What you need to do:
Update the records by replacing "vertices" with "corner points" and keep everything else unchanged. Leave the pictures out of your answer.

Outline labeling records

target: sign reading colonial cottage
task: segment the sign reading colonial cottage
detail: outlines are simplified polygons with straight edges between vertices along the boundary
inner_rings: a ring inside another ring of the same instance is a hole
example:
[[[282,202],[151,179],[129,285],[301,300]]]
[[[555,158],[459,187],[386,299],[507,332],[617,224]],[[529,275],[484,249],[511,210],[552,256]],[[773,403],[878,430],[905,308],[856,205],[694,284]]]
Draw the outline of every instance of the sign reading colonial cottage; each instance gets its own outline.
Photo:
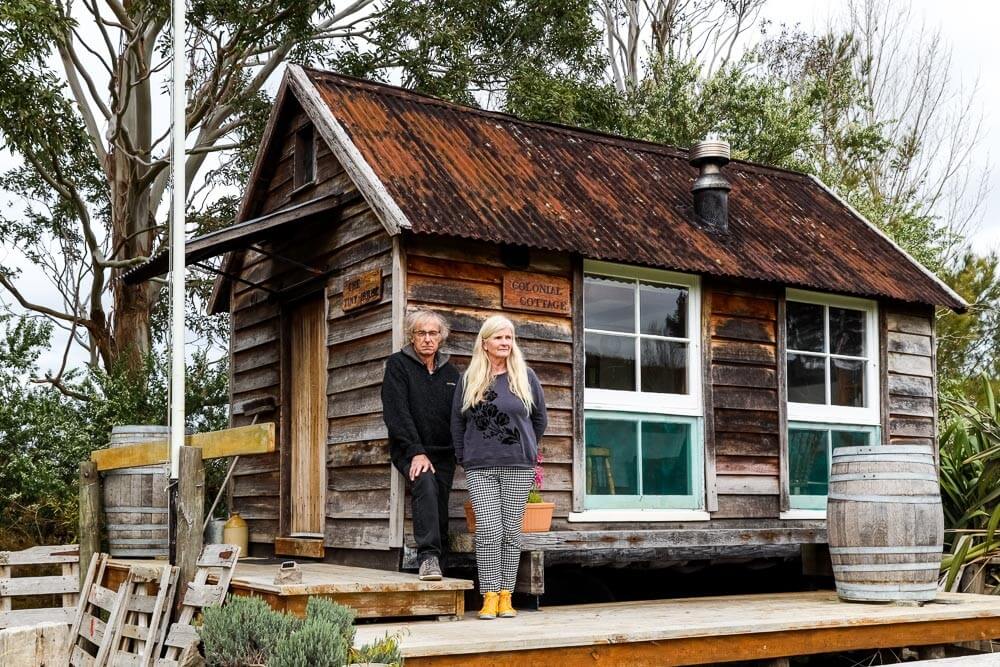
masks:
[[[344,312],[382,300],[382,269],[355,273],[344,278]]]
[[[507,271],[503,274],[503,306],[552,315],[569,315],[570,281],[560,276]]]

Complete answer:
target: sign reading colonial cottage
task: segment the sign reading colonial cottage
detail: outlines are simplified polygons with straight edges between corner points along the boundary
inner_rings: a ring inside another ring of the same instance is a hole
example:
[[[282,202],[151,179],[129,285],[301,300]]]
[[[555,158],[459,187],[386,299],[507,332],[617,224]],[[529,275],[484,249],[511,210],[552,256]],[[773,403],[878,430],[905,308],[856,205],[694,284]]]
Draw the outline of every instance of the sign reading colonial cottage; each instance gets its own outline.
Photo:
masks:
[[[344,312],[382,300],[382,269],[355,273],[344,278]]]
[[[507,271],[503,274],[503,306],[552,315],[569,315],[570,281],[560,276]]]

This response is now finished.